### Work to complete:
Looking through the data below, work out how many lines have the word "virgin". Reply with that number only.

(Dataset entries)
--- START ---

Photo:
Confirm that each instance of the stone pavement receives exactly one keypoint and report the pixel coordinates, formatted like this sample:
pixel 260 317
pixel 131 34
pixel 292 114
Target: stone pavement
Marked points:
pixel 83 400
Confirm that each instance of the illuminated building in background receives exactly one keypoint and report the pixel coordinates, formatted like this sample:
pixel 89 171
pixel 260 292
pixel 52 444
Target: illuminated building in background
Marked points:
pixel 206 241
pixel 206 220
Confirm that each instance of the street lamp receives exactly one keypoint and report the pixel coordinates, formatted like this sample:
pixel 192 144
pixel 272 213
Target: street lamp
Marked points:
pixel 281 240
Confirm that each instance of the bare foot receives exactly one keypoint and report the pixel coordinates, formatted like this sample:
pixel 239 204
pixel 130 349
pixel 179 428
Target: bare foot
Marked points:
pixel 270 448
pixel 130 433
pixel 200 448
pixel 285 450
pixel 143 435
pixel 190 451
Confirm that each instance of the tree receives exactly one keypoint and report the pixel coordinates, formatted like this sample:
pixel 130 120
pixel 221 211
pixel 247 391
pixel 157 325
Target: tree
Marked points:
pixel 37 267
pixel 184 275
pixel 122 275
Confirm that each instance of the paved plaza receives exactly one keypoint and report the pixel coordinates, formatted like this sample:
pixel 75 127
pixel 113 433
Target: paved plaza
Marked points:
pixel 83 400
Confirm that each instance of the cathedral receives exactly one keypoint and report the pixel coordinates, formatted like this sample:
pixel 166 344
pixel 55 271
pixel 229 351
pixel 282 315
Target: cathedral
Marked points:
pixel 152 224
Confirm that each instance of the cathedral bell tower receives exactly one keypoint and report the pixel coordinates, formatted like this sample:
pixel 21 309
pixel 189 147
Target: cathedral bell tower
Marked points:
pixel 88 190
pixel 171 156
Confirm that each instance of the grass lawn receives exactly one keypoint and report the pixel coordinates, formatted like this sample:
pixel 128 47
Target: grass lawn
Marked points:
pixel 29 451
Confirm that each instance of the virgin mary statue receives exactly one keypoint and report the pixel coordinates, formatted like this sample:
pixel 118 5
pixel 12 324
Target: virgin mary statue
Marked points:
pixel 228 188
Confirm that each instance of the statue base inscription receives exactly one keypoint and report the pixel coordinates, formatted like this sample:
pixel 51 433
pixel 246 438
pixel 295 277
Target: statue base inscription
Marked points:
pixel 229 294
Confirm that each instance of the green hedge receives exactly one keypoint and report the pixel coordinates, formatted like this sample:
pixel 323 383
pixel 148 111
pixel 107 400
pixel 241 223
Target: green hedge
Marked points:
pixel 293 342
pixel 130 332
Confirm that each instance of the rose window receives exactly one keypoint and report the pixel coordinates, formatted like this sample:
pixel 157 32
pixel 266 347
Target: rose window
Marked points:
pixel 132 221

--- END ---

### Result of this exercise:
2